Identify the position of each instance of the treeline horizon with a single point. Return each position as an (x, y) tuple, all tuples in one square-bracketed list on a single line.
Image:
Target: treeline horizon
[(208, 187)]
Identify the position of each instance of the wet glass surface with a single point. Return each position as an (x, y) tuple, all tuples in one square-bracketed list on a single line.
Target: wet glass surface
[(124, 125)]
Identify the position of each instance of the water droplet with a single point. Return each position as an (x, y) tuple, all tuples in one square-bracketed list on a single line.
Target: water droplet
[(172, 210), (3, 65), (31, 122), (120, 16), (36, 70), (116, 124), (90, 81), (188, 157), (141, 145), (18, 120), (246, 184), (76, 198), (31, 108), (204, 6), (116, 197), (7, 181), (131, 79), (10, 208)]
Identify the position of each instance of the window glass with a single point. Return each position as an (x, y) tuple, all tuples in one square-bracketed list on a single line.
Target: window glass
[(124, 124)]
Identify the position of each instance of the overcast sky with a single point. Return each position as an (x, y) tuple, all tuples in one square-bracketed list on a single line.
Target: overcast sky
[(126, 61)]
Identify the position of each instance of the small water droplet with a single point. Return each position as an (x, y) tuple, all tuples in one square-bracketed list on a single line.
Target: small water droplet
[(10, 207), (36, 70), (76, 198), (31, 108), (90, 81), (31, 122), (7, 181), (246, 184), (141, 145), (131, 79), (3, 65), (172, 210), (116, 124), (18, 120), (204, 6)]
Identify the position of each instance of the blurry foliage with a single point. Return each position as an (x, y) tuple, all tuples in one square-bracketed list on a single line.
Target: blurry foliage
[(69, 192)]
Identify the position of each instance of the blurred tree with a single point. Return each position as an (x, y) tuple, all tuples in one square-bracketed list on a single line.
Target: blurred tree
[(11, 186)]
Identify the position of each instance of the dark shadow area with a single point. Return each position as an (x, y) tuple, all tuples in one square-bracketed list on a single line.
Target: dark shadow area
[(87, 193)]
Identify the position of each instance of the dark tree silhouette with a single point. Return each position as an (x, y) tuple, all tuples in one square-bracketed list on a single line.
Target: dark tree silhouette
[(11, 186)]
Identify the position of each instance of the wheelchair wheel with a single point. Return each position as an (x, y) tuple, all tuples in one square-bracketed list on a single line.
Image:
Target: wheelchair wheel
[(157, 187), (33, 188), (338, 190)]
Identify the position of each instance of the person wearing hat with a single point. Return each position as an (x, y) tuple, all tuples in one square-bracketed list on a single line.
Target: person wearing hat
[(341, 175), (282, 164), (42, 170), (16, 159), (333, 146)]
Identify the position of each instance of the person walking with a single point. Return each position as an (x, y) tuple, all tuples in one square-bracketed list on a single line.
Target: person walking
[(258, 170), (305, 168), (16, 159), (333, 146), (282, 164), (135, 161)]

**EXERCISE DESCRIPTION:**
Every record shown above must be echoed exactly.

**PROBLEM SOLUTION:**
Identify the position of each instance of the treeline horizon with a single point. Return each position as an (x, y) tuple, all tuples in one square-bracketed list on a single line.
Image:
Target: treeline horizon
[(208, 187)]
Identify the position of each instance of the wet glass surface with a single point. Return each position as an (x, y) tuple, all tuples in one square-bracketed list on a single line.
Target: wet glass surface
[(124, 125)]
Identify the position of each instance of the water droplet with a single point. Return each position as an (x, y) tuple, all tuples in one square-bracketed list on a single line.
Target: water droplet
[(172, 210), (3, 65), (31, 122), (120, 16), (36, 70), (116, 124), (90, 81), (188, 157), (141, 145), (18, 120), (246, 184), (76, 198), (31, 108), (204, 6), (116, 197), (7, 181), (131, 79), (10, 208)]
Identify the position of each instance of the window glass with a single point. Return each position as an (x, y) tuple, all tuples in one square-bracketed list on a single line.
Target: window glass
[(124, 124)]
Identify the position of each instance of the overcast sky with a single point. Return each position as an (x, y) tuple, all tuples in one square-bracketed list on a single line.
Target: overcast sky
[(126, 61)]
Identify the position of each instance of the small water droplet with a single point. Return each position as an (x, y) tuple, all tuples in one square-bracketed list on a single line.
Target: small water droplet
[(10, 207), (36, 70), (76, 198), (31, 108), (90, 81), (31, 122), (7, 181), (246, 184), (141, 145), (131, 79), (3, 65), (172, 210), (116, 124), (18, 120), (204, 6)]
Identify the position of each instance of the blurry foliage with a single point. Return each position as an (x, y) tuple, all tuples in one square-bracketed list on a single line.
Target: blurry foliage
[(69, 192)]
Identify the position of each instance of the blurred tree with a single point. Return each position as an (x, y) tuple, all tuples in one square-bracketed list on a single line.
Target: blurred tree
[(11, 186)]
Identify the position of each instance of the dark shadow area with a single point. Return each position as an (x, y) tuple, all tuples in one square-bracketed list on a single line.
Target: dark shadow area
[(87, 193)]
Identify the position of each instance of the dark tree silhouette with a single point. Return each position as an (x, y) tuple, all tuples in one square-bracketed list on a single line.
Target: dark tree silhouette
[(11, 186)]
Identify the position of each instance of the wheelchair wheel with a single point. Return each position as an (x, y) tuple, all tuples in one square-bracketed list on a single line.
Image:
Target: wheelchair wheel
[(157, 187), (33, 188), (338, 190)]
Identify the position of each instance of the person wearing hat with a single point. Return each position as an (x, y) tuple, all tuples in one square-bracketed list on a single line.
Target: person wearing hat
[(341, 175), (282, 164), (42, 170), (16, 159), (333, 146)]
Identify the position of each instance of the person walking with a single point. Return each position as an (x, y) tuple, all tuples in one square-bracketed list on a single line.
Target: person walking
[(258, 170), (305, 168), (16, 159), (333, 146), (282, 164), (135, 161)]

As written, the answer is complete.